Start EXCERPT TO READ

Texas Tech University

Land Less Traveled

Amanda Bowman

February 6, 2018

Texas Tech University’s Land Arts of the American West program encourages students to explore the horizons of their own backyard.

Jackpile Mine
Visiting Jackpile Mine with geologist and Laguna Pueblo member Curtis Francisco and Texas Tech archeology professor Chris Witmore, Laguna Pueblo, New Mexico. (September 6, 2017) All photos provided by Chris Taylor.

For many students, traveling to an exotic country to study abroad is a bucket list item. Immersing themselves in another culture's food, sights and sounds gives them a deeper appreciation for not only the country they're visiting, but also for how they are able to adapt to new challenges. What many students might not know is that exotic country could actually be the United States.

Texas Tech University's College of Architecture (CoA) offers the Land Arts of the American West program where students are better able to appreciate the North American West by “studying abroad” in their own backyard.

End EXCERPT TO READ

* WHAT YOU NEED TO DO:
**A.** In the article about the Land Arts program, what reason does the text give for studying abroad being appealing to students?
**B.** Copy the article about the Land Arts program from the words "Texas Tech University's" through the words "in their own backyard.", replacing "College of Architecture" with "School of Architecture".

Start ENTRIES SUPPLIED

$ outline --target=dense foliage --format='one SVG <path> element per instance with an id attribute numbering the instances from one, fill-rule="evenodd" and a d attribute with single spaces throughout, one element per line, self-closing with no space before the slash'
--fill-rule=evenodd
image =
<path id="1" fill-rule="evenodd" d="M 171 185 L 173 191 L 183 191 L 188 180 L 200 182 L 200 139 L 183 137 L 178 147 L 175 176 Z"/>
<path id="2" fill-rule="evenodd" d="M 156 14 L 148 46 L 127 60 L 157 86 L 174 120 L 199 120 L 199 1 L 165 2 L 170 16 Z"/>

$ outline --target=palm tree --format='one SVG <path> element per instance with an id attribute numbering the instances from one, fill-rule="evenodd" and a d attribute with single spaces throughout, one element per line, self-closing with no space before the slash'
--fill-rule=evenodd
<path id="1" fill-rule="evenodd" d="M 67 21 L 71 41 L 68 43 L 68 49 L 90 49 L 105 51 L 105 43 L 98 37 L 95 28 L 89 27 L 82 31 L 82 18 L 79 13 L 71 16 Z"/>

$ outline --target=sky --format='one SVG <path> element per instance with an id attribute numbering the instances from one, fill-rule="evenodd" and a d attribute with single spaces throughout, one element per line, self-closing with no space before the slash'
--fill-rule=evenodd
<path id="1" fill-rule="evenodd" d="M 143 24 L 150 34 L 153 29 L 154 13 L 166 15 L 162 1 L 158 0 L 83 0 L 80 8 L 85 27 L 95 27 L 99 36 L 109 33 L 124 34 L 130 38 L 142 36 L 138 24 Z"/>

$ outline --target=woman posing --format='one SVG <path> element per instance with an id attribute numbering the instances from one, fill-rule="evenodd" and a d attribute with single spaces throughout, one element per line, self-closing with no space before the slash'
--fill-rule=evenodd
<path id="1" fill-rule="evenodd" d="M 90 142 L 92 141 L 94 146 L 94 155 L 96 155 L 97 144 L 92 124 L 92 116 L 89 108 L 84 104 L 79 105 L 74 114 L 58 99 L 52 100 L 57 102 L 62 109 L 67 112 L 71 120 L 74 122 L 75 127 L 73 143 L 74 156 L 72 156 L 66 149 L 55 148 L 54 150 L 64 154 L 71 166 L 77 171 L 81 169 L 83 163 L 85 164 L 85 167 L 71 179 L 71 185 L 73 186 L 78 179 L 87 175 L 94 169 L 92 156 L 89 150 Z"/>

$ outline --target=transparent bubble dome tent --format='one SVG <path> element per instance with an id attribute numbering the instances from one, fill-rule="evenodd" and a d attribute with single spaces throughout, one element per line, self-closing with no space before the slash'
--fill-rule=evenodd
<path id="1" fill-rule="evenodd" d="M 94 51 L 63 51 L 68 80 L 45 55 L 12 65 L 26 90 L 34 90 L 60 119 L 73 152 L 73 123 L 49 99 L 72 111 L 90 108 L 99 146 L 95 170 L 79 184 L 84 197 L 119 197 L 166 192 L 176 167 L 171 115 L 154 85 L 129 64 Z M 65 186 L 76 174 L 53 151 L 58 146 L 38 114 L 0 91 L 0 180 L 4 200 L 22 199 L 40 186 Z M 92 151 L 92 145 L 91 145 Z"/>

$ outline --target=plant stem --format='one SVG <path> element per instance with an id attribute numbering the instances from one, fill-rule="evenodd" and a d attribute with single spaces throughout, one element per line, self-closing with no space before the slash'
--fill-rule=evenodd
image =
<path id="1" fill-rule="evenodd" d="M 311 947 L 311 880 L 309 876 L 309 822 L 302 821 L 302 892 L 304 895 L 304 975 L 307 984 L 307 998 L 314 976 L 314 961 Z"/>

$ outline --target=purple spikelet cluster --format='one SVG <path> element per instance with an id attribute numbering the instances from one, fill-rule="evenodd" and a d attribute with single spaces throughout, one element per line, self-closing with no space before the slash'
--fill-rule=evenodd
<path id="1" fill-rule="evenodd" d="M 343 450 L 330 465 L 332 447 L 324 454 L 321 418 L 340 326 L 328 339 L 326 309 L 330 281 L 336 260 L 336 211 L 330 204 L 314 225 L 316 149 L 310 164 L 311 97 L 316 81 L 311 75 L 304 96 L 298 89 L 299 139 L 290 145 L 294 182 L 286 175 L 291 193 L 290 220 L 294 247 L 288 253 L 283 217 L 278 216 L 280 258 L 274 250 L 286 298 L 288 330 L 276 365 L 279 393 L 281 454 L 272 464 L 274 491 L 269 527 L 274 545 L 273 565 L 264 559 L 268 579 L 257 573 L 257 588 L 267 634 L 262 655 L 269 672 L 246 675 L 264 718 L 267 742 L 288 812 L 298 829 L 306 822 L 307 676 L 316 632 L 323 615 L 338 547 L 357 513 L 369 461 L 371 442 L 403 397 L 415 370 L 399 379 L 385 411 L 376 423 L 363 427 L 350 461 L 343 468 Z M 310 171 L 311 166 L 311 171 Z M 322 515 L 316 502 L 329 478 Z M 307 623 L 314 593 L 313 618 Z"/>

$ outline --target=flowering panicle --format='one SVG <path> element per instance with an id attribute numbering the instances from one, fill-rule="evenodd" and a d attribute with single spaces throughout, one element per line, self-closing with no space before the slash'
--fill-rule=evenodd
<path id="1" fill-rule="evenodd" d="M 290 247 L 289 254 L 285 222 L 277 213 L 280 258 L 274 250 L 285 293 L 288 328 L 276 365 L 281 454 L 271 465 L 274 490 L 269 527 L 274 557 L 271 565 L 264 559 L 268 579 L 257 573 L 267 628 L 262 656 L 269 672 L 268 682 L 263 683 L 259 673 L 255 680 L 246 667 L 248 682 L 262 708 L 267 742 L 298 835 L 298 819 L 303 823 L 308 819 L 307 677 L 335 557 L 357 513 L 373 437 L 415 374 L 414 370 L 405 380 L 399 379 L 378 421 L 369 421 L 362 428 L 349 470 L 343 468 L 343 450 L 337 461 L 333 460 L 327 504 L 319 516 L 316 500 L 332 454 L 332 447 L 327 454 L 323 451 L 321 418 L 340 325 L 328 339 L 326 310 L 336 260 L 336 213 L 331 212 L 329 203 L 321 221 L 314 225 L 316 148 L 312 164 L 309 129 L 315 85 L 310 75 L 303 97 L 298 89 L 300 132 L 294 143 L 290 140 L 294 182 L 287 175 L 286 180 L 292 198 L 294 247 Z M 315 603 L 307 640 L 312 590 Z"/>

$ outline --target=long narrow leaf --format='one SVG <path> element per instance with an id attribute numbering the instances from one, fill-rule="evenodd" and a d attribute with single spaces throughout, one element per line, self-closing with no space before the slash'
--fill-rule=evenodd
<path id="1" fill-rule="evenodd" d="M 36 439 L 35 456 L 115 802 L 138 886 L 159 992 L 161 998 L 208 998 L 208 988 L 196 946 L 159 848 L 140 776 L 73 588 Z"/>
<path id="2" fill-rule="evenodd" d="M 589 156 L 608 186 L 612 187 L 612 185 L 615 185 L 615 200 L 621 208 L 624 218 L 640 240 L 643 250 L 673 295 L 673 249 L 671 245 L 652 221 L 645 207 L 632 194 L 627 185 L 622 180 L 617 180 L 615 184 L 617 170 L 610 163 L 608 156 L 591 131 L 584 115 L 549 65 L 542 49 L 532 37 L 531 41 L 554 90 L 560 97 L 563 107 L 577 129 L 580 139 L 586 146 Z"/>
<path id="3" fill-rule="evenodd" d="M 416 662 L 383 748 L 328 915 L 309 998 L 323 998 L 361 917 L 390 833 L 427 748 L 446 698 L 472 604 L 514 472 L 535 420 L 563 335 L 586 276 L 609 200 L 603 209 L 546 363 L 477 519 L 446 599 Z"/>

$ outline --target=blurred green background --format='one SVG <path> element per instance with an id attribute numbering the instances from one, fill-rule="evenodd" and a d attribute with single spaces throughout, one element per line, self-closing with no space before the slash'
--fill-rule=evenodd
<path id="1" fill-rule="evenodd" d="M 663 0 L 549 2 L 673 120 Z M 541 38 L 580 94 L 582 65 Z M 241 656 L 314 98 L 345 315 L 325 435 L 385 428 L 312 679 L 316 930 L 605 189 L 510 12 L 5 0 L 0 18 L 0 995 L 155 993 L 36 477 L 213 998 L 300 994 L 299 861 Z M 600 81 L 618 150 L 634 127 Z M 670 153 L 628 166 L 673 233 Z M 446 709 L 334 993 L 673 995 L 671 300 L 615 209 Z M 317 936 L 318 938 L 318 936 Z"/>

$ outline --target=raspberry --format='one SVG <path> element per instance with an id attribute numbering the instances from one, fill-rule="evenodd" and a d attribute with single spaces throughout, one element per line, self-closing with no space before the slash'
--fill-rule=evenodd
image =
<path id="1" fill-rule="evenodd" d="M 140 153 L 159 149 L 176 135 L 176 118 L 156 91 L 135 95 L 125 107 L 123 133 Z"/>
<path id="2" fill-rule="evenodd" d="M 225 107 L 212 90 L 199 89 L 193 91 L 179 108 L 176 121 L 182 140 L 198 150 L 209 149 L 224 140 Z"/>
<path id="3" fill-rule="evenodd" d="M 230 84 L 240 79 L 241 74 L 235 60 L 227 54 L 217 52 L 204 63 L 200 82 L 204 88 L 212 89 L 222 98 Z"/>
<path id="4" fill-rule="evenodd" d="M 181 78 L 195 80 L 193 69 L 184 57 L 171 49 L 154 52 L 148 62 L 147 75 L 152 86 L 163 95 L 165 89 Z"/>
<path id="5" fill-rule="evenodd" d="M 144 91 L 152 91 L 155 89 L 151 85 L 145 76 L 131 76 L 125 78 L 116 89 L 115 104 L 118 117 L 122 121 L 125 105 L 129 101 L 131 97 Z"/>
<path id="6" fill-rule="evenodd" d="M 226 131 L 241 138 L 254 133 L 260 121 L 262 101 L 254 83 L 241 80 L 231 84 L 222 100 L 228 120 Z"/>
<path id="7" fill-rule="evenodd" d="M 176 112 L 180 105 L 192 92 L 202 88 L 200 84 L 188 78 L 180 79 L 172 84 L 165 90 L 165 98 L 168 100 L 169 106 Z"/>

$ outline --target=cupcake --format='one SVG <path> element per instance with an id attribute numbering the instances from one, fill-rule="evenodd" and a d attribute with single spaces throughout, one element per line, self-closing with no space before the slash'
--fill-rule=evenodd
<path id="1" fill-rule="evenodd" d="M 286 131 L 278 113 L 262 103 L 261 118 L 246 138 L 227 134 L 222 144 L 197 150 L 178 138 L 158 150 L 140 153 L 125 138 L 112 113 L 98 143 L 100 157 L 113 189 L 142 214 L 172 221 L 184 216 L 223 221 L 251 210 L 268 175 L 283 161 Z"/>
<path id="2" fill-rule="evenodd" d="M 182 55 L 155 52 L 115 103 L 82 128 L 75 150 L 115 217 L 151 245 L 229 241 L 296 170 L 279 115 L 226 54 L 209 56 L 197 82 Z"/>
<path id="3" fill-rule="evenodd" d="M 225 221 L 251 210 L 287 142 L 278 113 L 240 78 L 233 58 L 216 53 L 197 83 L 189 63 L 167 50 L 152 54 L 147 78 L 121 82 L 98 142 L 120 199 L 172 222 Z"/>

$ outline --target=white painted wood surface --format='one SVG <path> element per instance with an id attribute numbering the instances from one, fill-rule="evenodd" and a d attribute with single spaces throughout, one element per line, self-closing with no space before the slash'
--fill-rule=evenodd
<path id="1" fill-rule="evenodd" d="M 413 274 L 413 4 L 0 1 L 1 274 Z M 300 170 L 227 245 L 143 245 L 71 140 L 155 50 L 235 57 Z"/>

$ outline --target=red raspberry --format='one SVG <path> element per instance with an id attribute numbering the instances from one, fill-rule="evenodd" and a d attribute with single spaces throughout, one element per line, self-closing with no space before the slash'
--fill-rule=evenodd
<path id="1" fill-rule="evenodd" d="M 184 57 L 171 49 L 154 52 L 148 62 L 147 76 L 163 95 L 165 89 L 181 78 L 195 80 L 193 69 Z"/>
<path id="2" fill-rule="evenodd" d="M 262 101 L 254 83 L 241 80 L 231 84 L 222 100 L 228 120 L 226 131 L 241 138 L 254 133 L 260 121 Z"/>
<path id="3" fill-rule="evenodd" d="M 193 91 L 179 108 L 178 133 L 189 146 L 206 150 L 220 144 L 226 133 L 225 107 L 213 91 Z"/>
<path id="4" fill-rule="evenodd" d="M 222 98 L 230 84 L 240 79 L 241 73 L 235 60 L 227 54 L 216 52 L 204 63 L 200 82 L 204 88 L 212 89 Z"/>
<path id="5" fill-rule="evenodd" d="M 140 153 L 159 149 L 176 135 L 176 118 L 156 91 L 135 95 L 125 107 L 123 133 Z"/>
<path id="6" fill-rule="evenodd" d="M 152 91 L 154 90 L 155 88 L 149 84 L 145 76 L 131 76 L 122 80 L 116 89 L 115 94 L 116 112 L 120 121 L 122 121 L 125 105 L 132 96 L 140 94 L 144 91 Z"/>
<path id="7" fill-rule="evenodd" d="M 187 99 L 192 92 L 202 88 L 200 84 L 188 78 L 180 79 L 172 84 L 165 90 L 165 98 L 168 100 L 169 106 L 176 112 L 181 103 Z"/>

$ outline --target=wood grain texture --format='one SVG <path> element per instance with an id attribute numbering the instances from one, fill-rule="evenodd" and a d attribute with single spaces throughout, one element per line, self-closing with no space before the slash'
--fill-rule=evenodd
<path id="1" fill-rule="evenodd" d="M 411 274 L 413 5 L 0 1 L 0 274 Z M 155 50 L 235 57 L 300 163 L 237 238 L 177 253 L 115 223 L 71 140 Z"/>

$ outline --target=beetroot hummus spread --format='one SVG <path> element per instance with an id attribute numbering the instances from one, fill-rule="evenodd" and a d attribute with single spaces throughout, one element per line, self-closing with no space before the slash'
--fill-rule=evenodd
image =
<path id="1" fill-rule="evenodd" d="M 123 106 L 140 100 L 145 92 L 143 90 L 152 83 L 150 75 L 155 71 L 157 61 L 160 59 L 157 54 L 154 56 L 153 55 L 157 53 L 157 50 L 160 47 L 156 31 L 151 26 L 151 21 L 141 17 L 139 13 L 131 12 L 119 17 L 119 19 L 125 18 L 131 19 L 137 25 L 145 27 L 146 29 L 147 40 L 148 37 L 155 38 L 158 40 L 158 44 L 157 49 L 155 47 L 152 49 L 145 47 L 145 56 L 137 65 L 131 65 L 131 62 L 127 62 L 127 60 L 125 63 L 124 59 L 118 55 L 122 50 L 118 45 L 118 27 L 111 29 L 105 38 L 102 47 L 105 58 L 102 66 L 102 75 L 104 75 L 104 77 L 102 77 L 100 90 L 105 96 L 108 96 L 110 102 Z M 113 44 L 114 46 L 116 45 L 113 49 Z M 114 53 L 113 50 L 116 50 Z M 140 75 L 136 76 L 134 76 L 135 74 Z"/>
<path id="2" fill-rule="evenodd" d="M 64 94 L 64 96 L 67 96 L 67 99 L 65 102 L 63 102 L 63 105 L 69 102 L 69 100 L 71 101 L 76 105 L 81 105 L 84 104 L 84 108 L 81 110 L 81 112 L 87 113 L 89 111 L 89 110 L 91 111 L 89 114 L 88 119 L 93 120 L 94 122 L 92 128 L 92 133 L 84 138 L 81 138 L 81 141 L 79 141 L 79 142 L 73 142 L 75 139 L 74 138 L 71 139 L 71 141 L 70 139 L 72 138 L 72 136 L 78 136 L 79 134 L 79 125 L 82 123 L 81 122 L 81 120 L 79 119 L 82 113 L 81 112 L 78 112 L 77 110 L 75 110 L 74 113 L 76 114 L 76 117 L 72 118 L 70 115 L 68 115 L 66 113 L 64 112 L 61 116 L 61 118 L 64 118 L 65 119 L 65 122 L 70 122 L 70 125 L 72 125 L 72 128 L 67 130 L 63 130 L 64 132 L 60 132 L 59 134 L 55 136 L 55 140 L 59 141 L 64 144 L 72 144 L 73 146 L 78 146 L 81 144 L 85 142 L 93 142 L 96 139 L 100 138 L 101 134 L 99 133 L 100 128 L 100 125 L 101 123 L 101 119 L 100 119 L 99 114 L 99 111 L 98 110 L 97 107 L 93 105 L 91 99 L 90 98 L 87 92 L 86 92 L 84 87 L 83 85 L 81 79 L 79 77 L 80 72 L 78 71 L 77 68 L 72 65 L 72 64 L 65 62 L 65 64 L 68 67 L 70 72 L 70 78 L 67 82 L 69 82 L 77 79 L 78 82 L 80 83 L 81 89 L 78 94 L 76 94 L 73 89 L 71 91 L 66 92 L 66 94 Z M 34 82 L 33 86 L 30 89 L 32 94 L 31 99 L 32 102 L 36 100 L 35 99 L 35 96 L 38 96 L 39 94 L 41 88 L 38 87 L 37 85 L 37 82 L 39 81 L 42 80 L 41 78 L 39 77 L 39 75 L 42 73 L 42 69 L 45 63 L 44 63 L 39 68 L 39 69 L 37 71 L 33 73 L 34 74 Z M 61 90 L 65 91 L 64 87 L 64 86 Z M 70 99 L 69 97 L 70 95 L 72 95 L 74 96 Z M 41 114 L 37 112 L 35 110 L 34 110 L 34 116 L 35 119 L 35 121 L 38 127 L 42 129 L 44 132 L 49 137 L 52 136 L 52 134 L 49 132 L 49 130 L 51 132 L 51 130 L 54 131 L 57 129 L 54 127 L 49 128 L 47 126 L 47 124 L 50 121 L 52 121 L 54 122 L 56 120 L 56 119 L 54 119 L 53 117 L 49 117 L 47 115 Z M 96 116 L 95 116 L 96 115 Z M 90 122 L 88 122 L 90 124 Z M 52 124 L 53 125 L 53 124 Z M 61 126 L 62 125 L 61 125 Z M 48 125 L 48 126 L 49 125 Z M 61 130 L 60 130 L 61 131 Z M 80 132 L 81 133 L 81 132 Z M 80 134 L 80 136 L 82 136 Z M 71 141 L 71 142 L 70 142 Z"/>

End ENTRIES SUPPLIED

* TASK SOLUTIONS:
**A.** Immersing themselves in another culture's food, sights and sounds gives students a deeper appreciation for the country they are visiting and for how they are able to adapt to new challenges.

**B.**
Texas Tech University's School of Architecture (CoA) offers the Land Arts of the American West program where students are better able to appreciate the North American West by “studying abroad” in their own backyard.